• Problem 1:
Reproduce the Shingle Shanty Preserve text, starting with "Stacy McNulty, Associate" and going on through "College at Oneonta.".
• Problem 2:
Answer these questions from the Shingle Shanty Preserve text.
(a) In what year was Shingle Shanty Preserve and Research Station established?
(b) In what field does Steve Langdon hold a Masters degree?
(c) Who is the President of the Board of Directors?

*** Opening of Passage to read ***

Though Shingle Shanty Preserve and Research Station was only established in 2008, the vision of the property as a research station dates back to the 1960’s when it was managed as a research forest by Syracuse University. Forestry research on the property dates back to the early 20th century.
The Preserve is a 501 (c) (3) non-profit organization. Day-to-day operations of Shingle Shanty Preserve and Research Station are the responsibility of the Director. Research and education at the Preserve is approved and directed by the Scientific Advisory Committee.
Steve Langdon, Director
Stephen Langdon has 25 years of experience in the Adirondacks working on conservation from shovel-in-hand trail maintenance to biodiversity research with government and private organizations. He has a Masters degree in Ecology from the State University of New York College of Environmental Science and Forestry, as well as a B.S in Ecology and a B.A. in Philosophy from SUNY Plattsburgh, where he is an adjunct instructor in the Center for Earth and Environmental Science. Steve is involved in a number of research efforts surrounding impacts of human-caused global environmental change on biodiversity within the boreal-temperate ecotone with a particular focus on peatlands. When he is not at Shingle Shanty he lives with his wife and two young sons in Saranac Lake.
Ross Whaley, Special Advisor
Dr. Ross Whaley is emeritus president and professor of the State University of New York College of Environmental Science and Forestry. He has served as a consultant to or member of several state, national, and international commissions devoted to natural resource and environmental issues. In recognition of these activities he has been awarded the Pinchot Medallion by the Pinchot Institute for Conservation, the Professional Conservationist Award by the New York Conservation Council, the Heiberg Memorial Award by the New York Forest Owners Association, and Honor Alumnus of Colorado State University.
Scientific Advisory Committee
The scientific integrity of the research and educational activities that occur on the site are guided by the advice of the SSPRS Scientific Advisory Committee ("SAC"). Members of the SAC include:
Raymond P. Curran, Adirondack Information Group.
Frederick Findlay, Architect, Landscape Designer, Naturalist
Dr. Glenn Johnson, Professor of Biology, SUNY Potsdam.
Dr. Mark Lesser, Assistant Professor, Center for Earth and Environmental Science, SUNY College at Plattsburgh.
Stacy McNulty, Associate Director, Adirondack Ecological Center, Newcomb, NY.
Dr. David Patrick, Director of Conservation, New Hampshire Nature Conservancy.
Dr. William Porter, Boone and Crockett Chair of Wildlife Conservation in the Department of Fisheries and Wildlife at Michigan State University.
Dr. Sean Robinson, Associate Professor of Biology, Curator of the Jewell and Arline Moss Settle Herbarium, SUNY College at Oneonta.
Daniel Spada, Emeritus President, Adirondack Research Consortium.
Board of Directors
The Board of Directors oversees the activities of the Preserve. The current directors are James Townsend (President), William Porter, Jeff Potter, Judson Potter, Justin Potter, Curtis Read and Ross Whaley.
The Preserve has partnered with various Adirondack research and educational institutions:
Adirondack Natural History Museum, Tupper Lake. The Wild Center is a not-for-profit organization overseen by a Board of Trustees with the assistance of its Advisory Board. The Center is located on a 31-acre site in the Town of Tupper Lake, NY near the geographic center of the Adirondack Park. The Adirondacks are unique in the world. Surrounded by people, they house great expanses of nature interspersed with small towns and communities. They can be an example for a future where man and the rest of the natural world find better ways to coexist.
The Wildlife Conservation Society's Adirondack Communities and Conservation Program. Connecting Communities and Conservation in the Adirondacks.

*** Close of Passage to read ***
*** Opening of Supplied information ***

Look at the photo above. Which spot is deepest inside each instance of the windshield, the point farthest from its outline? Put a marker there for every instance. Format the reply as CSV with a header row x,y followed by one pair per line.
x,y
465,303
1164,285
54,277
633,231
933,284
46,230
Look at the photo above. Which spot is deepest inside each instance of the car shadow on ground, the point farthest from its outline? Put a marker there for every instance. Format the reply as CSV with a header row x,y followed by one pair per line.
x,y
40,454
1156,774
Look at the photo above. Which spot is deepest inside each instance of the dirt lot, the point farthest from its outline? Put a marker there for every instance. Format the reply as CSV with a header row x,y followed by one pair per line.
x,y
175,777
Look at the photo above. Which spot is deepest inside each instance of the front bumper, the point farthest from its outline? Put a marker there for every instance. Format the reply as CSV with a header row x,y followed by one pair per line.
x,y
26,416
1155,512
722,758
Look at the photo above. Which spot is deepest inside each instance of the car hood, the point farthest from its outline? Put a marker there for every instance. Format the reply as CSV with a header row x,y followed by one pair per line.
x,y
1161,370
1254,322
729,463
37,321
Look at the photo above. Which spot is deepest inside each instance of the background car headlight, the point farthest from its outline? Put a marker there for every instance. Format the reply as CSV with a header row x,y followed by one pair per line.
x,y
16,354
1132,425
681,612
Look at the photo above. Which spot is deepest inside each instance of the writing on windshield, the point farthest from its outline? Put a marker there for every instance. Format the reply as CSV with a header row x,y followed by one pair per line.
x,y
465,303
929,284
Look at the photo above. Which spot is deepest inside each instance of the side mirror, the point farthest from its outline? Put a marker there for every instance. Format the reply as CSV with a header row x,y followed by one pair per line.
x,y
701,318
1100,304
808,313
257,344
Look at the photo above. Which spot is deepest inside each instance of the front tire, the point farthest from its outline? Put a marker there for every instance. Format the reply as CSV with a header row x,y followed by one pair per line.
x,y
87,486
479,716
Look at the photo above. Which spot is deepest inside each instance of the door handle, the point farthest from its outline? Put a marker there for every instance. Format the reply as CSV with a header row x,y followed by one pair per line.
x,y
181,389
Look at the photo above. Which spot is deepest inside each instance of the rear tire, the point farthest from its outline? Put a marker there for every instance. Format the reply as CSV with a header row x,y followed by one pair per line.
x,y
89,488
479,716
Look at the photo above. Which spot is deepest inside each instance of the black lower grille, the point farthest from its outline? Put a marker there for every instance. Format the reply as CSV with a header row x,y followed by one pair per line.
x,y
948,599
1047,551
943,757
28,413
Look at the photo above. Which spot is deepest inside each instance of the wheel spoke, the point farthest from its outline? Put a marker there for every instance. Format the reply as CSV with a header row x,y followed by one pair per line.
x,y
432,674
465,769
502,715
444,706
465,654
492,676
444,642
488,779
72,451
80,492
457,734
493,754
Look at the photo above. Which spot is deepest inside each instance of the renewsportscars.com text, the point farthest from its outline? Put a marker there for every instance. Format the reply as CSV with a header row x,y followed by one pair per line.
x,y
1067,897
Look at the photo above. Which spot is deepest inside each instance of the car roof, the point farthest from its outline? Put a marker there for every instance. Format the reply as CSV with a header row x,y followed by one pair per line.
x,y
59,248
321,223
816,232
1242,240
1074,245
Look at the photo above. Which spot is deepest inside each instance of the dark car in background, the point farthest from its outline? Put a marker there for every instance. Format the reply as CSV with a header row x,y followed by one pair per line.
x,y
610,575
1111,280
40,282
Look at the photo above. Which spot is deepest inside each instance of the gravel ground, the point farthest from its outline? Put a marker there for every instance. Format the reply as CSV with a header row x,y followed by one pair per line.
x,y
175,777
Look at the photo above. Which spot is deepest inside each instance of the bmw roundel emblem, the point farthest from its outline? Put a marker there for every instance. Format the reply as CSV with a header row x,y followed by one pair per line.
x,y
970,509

*** Close of Supplied information ***

• Expected answer 1:
Stacy McNulty, Associate Director, Adirondack Ecological Center, Newcomb, NY.
Dr. David Patrick, Director of Conservation, New Hampshire Nature Conservancy.
Dr. William Porter, Boone and Crockett Chair of Wildlife Conservation in the Department of Fisheries and Wildlife at Michigan State University.
Dr. Sean Robinson, Associate Professor of Biology, Curator of the Jewell and Arline Moss Settle Herbarium, SUNY College at Oneonta.

• Expected answer 2:
(a) 2008
(b) Ecology
(c) James Townsend